**FOUCAULT E A EPISTEME OCIDENTAL - ESBOÇO DE UMA ÉTICA DOS VALORES** - FILOSOFIA: Manoel Ferreira Neto
Válida, muitíssimo válida, a intenção de poetizar o uni-verso filosófico
de Filósofos, suas idéias, pensamentos. Contudo, é de uma responsabilidade
imensa, pois o poeta, o autor da poesia, precisa conhecer com ciência e
percuciência o filósofo, e só com muita pesquisa os valores da intenção poética
podem ser reconhecidos. É a questão da Ética com o Pensamento do Filósofo.
Devendo ressaltar que mesmo com a ética do poeta ao poetizar as idéias e
pensamentos do Filósofo, a sua obra não é poética, nela habita um elemento
estranho à sua eidética, estética, a crítica filósofica, a exposição do
pensamento filosófico.
Esbocei às pressas este pequeno ensaio sobre a Ética dos Valores em
Michel Foucault, epistemólogo francês.

Objetivo:
Por favor, transcreva na íntegra o ensaio sobre Foucault e a ética dos valores.

Listagem selecionada:
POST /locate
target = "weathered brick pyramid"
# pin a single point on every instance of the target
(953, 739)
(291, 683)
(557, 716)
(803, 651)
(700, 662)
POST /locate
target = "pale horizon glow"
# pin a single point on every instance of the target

Solução:
**FOUCAULT E A EPISTEME OCIDENTAL - ESBOÇO DE UMA ÉTICA DOS VALORES** - FILOSOFIA: Manoel Ferreira Neto
Válida, muitíssimo válida, a intenção de poetizar o uni-verso filosófico
de Filósofos, suas idéias, pensamentos. Contudo, é de uma responsabilidade
imensa, pois o poeta, o autor da poesia, precisa conhecer com ciência e
percuciência o filósofo, e só com muita pesquisa os valores da intenção poética
podem ser reconhecidos. É a questão da Ética com o Pensamento do Filósofo.
Devendo ressaltar que mesmo com a ética do poeta ao poetizar as idéias e
pensamentos do Filósofo, a sua obra não é poética, nela habita um elemento
estranho à sua eidética, estética, a crítica filósofica, a exposição do
pensamento filosófico.
Esbocei às pressas este pequeno ensaio sobre a Ética dos Valores em
Michel Foucault, epistemólogo francês.